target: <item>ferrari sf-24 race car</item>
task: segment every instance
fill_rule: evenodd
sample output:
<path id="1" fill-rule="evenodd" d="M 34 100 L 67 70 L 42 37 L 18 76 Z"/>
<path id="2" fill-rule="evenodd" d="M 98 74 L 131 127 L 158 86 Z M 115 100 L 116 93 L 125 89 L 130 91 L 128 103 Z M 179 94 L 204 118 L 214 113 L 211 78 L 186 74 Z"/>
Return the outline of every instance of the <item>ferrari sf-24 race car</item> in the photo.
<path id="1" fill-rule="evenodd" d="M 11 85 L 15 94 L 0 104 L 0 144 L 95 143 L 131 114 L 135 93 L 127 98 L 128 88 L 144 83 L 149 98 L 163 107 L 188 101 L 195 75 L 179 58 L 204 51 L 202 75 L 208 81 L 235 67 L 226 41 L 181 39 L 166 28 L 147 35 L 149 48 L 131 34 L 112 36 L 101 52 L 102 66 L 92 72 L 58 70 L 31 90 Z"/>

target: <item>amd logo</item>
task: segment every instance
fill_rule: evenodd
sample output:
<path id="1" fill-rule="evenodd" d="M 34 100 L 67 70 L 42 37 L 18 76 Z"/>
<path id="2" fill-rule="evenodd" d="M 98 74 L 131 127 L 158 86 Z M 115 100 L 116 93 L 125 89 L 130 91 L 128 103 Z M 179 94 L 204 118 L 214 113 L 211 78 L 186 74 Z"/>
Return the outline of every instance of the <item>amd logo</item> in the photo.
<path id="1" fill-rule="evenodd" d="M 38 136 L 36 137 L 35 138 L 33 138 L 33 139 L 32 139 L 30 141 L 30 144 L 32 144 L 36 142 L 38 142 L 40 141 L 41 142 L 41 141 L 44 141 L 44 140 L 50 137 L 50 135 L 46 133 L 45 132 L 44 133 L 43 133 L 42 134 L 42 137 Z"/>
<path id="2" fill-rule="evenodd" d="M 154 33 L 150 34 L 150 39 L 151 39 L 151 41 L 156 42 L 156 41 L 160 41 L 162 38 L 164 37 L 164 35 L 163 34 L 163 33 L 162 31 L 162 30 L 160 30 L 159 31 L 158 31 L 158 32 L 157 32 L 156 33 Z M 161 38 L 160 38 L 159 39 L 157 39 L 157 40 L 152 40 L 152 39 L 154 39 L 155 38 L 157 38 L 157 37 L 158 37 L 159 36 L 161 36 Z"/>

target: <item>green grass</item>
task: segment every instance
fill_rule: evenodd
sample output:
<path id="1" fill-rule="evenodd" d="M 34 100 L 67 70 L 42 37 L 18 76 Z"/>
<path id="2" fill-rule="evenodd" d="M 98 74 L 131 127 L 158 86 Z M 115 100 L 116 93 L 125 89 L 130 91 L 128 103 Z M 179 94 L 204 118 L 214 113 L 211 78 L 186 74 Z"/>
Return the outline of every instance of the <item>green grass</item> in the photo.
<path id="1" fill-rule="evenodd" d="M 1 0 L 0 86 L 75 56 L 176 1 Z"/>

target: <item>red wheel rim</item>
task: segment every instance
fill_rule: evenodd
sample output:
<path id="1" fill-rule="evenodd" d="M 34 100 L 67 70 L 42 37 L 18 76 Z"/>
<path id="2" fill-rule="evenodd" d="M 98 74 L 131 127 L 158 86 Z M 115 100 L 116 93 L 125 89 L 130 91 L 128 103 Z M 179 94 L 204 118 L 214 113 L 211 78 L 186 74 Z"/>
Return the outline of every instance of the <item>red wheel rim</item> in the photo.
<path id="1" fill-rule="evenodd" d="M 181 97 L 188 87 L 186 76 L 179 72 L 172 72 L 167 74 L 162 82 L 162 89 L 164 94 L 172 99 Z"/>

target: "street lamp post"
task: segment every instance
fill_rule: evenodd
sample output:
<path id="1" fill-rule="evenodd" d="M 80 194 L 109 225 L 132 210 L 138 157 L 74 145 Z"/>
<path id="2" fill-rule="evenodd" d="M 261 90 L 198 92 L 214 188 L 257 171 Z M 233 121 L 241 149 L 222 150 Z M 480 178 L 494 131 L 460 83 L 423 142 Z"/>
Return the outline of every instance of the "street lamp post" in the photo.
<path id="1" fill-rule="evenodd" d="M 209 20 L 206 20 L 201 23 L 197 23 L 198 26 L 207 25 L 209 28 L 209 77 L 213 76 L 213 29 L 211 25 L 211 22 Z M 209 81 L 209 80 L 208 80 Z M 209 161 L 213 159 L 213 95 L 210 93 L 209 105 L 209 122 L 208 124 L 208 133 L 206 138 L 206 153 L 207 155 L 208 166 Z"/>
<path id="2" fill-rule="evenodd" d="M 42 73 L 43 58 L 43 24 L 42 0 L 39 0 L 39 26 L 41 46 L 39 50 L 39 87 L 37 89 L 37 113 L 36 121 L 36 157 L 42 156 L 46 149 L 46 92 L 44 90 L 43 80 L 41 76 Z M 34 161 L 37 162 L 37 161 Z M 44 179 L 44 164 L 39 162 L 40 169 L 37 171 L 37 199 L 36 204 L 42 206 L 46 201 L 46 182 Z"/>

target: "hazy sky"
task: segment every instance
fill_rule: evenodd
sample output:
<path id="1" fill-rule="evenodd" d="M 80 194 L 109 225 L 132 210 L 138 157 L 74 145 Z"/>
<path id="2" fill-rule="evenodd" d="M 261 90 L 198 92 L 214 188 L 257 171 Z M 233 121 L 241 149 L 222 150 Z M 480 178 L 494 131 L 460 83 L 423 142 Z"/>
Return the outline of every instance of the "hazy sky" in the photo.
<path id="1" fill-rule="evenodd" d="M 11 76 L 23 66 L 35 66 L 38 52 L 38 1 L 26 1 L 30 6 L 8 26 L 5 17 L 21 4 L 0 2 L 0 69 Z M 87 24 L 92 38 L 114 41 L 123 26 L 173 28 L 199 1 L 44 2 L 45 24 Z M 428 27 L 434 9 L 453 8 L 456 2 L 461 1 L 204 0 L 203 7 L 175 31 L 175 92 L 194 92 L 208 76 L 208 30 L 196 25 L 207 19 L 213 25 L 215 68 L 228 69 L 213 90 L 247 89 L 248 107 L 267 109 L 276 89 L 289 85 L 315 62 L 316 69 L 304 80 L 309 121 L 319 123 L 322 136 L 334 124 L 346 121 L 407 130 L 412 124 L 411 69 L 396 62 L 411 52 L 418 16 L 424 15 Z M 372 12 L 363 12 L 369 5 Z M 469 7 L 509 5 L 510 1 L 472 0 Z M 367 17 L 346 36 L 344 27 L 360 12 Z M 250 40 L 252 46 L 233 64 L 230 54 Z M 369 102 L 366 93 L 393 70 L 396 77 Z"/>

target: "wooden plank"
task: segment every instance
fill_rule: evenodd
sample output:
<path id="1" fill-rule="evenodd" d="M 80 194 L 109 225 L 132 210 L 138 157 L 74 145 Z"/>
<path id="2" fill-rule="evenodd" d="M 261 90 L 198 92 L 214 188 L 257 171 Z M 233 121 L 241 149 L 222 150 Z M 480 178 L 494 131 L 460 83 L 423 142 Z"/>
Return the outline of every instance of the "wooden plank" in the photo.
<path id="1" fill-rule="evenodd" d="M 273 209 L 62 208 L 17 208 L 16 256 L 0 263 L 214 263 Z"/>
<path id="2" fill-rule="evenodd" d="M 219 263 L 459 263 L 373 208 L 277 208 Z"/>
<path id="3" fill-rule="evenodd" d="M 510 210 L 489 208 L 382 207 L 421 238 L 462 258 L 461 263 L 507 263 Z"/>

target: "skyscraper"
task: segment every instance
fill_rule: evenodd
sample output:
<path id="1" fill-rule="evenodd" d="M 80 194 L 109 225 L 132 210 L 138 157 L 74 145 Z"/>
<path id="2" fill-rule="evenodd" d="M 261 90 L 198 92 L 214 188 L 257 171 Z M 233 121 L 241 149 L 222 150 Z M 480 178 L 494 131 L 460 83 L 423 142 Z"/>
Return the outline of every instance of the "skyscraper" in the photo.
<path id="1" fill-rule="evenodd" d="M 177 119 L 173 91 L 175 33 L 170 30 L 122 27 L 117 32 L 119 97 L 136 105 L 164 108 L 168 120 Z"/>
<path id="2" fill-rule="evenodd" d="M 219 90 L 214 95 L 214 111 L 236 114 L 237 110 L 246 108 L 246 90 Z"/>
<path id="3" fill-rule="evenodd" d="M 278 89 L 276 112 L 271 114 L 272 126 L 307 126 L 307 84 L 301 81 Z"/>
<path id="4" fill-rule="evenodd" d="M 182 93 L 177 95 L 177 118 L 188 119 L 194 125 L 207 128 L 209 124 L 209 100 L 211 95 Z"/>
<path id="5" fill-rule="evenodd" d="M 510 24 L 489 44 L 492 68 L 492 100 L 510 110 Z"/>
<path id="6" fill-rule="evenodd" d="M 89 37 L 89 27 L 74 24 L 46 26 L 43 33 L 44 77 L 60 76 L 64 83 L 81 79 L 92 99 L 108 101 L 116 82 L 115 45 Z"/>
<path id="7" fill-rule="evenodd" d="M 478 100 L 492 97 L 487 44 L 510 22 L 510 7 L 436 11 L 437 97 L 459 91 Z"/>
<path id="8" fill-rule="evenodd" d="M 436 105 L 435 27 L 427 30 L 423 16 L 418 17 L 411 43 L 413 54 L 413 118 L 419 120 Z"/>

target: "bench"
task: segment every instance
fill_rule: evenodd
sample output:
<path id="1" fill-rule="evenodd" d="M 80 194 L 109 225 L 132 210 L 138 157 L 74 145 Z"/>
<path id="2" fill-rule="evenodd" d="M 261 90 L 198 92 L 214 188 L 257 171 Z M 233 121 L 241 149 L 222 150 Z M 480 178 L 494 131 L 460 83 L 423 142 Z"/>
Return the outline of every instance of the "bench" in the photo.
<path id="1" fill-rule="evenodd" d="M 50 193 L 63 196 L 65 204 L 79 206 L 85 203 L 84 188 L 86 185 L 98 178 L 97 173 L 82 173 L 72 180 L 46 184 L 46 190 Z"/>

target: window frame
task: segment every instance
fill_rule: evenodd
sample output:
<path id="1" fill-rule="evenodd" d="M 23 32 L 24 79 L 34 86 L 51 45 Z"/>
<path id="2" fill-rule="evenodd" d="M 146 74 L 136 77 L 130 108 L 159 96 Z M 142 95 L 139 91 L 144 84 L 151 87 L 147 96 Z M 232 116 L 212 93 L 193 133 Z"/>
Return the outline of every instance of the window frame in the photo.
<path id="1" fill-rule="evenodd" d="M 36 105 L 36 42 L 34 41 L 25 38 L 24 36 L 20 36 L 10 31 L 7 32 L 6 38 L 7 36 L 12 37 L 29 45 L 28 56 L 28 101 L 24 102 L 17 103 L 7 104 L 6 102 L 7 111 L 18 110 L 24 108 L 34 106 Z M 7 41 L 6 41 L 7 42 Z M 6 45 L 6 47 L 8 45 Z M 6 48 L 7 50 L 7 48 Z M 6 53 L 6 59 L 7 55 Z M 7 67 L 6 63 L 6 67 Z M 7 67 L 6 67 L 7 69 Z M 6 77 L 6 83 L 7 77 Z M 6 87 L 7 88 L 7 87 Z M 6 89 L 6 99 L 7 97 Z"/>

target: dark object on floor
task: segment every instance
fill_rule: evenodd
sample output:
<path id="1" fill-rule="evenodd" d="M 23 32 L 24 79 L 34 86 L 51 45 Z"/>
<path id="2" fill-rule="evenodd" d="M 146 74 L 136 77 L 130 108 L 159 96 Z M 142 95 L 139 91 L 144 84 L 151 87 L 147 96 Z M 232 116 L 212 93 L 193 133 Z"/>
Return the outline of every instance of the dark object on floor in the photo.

☆ ☆ ☆ ☆ ☆ ☆ ☆

Rewrite the records as a numbered list with blank lines omitted, starting at the line that contains "target: <item>green grass</item>" and ending after the line that contains "89 L 37 113".

Reply to the exercise
1. target: <item>green grass</item>
2. task: segment every instance
3. fill_rule: evenodd
4. sample output:
5. <path id="1" fill-rule="evenodd" d="M 34 100 L 67 70 L 42 37 L 18 76 Z"/>
6. <path id="2" fill-rule="evenodd" d="M 98 74 L 131 127 L 158 86 Z M 115 100 L 116 93 L 125 89 L 130 91 L 128 103 Z M 179 94 L 204 118 L 214 113 L 211 78 L 186 74 Z"/>
7. Return the outline of every instance of the <item>green grass</item> in the photo.
8. <path id="1" fill-rule="evenodd" d="M 1 0 L 0 86 L 75 56 L 176 1 Z"/>
9. target: <item>red wheel rim</item>
10. task: segment every instance
11. fill_rule: evenodd
12. sample output:
13. <path id="1" fill-rule="evenodd" d="M 34 100 L 67 70 L 42 37 L 18 76 Z"/>
14. <path id="2" fill-rule="evenodd" d="M 98 74 L 131 127 L 158 86 Z M 115 100 L 116 93 L 125 89 L 130 91 L 128 103 Z M 179 94 L 204 118 L 214 113 L 211 78 L 186 74 Z"/>
15. Return the outline of every instance of the <item>red wheel rim</item> in the photo.
16. <path id="1" fill-rule="evenodd" d="M 181 97 L 188 87 L 186 76 L 179 72 L 172 72 L 167 74 L 162 82 L 162 89 L 164 94 L 172 99 Z"/>
17. target: "street lamp post"
18. task: segment every instance
19. fill_rule: evenodd
20. sample output:
21. <path id="1" fill-rule="evenodd" d="M 80 194 L 109 225 L 132 210 L 138 157 L 74 145 Z"/>
22. <path id="2" fill-rule="evenodd" d="M 261 90 L 198 92 L 214 188 L 257 171 Z M 233 121 L 241 149 L 222 150 Z M 480 178 L 494 131 L 460 83 L 423 142 Z"/>
23. Return the outline of every instance of the "street lamp post" in the photo.
24. <path id="1" fill-rule="evenodd" d="M 209 20 L 206 20 L 201 23 L 197 23 L 198 26 L 207 25 L 209 28 L 209 77 L 213 76 L 213 29 L 211 25 L 211 22 Z M 209 81 L 209 80 L 208 80 Z M 209 161 L 213 159 L 213 95 L 210 93 L 209 105 L 209 122 L 208 124 L 208 133 L 206 138 L 206 153 L 207 155 L 208 166 Z"/>
25. <path id="2" fill-rule="evenodd" d="M 42 73 L 43 58 L 43 24 L 42 0 L 39 0 L 39 26 L 41 46 L 39 50 L 39 87 L 37 89 L 37 113 L 36 121 L 36 157 L 42 156 L 46 149 L 46 92 L 44 90 L 43 80 L 41 76 Z M 34 161 L 37 162 L 37 161 Z M 44 179 L 44 164 L 39 162 L 40 169 L 37 171 L 37 199 L 36 204 L 42 206 L 46 201 L 46 182 Z"/>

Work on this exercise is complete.